### [What needs to be done]
Copy every row below word for word, changing nothing.

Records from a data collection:
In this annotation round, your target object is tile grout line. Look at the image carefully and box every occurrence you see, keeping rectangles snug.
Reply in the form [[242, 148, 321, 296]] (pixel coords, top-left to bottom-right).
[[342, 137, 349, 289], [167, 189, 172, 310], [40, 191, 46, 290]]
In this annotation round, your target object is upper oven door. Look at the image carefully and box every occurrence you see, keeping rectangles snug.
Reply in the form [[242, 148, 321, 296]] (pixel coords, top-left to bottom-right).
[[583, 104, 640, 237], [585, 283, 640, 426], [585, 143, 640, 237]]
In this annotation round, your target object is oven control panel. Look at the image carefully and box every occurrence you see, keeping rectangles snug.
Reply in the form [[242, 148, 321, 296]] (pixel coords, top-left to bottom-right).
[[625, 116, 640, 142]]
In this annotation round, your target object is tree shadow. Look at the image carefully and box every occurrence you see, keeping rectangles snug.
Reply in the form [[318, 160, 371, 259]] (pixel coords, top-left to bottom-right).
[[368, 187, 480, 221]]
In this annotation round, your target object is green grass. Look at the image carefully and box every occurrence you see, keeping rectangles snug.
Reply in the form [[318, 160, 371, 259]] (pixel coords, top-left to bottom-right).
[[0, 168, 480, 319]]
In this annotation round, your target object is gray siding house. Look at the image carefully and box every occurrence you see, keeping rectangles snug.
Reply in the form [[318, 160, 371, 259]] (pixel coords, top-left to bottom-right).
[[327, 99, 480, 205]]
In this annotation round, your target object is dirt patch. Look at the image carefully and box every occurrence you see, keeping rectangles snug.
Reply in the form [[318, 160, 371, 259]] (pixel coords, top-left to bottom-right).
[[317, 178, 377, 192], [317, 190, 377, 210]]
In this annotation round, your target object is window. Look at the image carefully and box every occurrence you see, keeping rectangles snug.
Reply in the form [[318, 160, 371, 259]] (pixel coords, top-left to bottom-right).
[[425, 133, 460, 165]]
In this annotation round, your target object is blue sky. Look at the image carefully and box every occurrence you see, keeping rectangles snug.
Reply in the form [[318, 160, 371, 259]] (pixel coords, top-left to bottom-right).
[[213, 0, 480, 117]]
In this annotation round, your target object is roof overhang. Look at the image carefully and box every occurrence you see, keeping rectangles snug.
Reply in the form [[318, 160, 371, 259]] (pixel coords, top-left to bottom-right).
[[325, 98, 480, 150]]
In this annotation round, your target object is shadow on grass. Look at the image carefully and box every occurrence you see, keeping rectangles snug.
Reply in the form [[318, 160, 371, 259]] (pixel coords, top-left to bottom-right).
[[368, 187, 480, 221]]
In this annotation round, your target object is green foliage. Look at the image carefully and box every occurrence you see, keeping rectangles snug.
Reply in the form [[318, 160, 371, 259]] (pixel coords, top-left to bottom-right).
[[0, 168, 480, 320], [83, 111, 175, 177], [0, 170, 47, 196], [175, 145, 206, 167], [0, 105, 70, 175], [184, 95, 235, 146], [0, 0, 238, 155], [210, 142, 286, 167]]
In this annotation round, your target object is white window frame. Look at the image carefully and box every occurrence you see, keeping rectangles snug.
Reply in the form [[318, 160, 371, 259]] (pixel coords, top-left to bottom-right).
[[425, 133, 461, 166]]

### [The answer]
In this annotation round, your target object is tile grout line. Look at the image carefully and box every occurrence you see, keeping rectangles snug.
Reply in the form [[242, 148, 321, 296]] (pixel coords, top-left to bottom-right).
[[342, 137, 349, 289], [167, 189, 172, 310], [40, 191, 46, 290]]
In this annotation round, your target object is upper oven door. Look at the image carefully and box every occurrence you see, keeping rectangles snug.
Reply in the form [[242, 148, 321, 296]] (pixel coords, top-left to bottom-right).
[[583, 104, 640, 237], [585, 283, 640, 426], [585, 143, 640, 237]]
In this annotation round, your target object is oven control panel. Look at the image carefully and box every occurrence you see, keeping rectangles snug.
Reply in the form [[242, 148, 321, 296]] (pixel coords, top-left to bottom-right).
[[625, 116, 640, 142]]
In this annotation round, your target object is tree shadow. Look at the image carefully and box every occurrence you see, keeping rectangles snug.
Reply in the form [[318, 160, 371, 259]] (pixel coords, top-left to bottom-right).
[[368, 187, 480, 221]]
In this annotation round, your target object is green grass. Look at the image carefully and box every occurrence you see, keeping rectangles snug.
Reply in the form [[318, 160, 371, 259]] (pixel coords, top-left to bottom-right).
[[0, 168, 480, 319]]
In this annotation round, your target object is gray siding house. Look at the image carefully and box every occurrence you see, keeping rectangles snug.
Reply in the form [[318, 160, 371, 259]] (pixel coords, top-left to bottom-right).
[[327, 99, 480, 205]]
In this annotation round, your target object is dirt patch. Look at the image carefully and box every occurrence you see, keeping rectangles snug.
Reply in the form [[318, 160, 371, 259]] (pixel coords, top-left to bottom-right).
[[317, 178, 377, 192], [317, 190, 377, 210]]
In this annotation round, your target object is window. Look at the image carefully and box every occurrence you see, keeping rectangles snug.
Reply in the form [[318, 160, 371, 259]] (pixel coords, top-left to bottom-right).
[[425, 133, 460, 165]]
In this annotation round, your target object is blue sky. Look at the image carefully and box every occurrence you see, keeping rectangles snug.
Reply in the form [[318, 160, 371, 259]] (pixel coords, top-left to bottom-right).
[[213, 0, 480, 117]]
In this annotation round, your target object is roof overhang. Look at the image carefully and box every occurrence you see, keeping rectangles snug.
Reply in the form [[318, 160, 371, 259]] (pixel coords, top-left to bottom-right).
[[325, 98, 480, 150]]
In this annotation round, your target object is shadow on grass. Look at the image carefully and box every occurrence you see, keeping rectangles snug.
Reply in the form [[318, 160, 371, 259]] (pixel coords, top-left to bottom-right).
[[368, 187, 480, 221]]
In this annotation round, your target object is green foliage. Look at the image carefully and box every occurrence you see, keeping rectangles snug.
Reply in the form [[318, 160, 371, 259]] (pixel coords, top-left to bottom-right).
[[0, 168, 480, 320], [83, 111, 175, 177], [0, 170, 47, 196], [175, 145, 206, 167], [0, 105, 70, 175], [184, 95, 235, 146], [0, 0, 238, 155], [210, 142, 286, 167]]
In this annotation round, your target object is white window frame. Look at the image carefully and box every occurrence you see, keeping rectangles snug.
Reply in the form [[318, 160, 371, 259]] (pixel coords, top-left to bottom-right).
[[425, 133, 461, 166]]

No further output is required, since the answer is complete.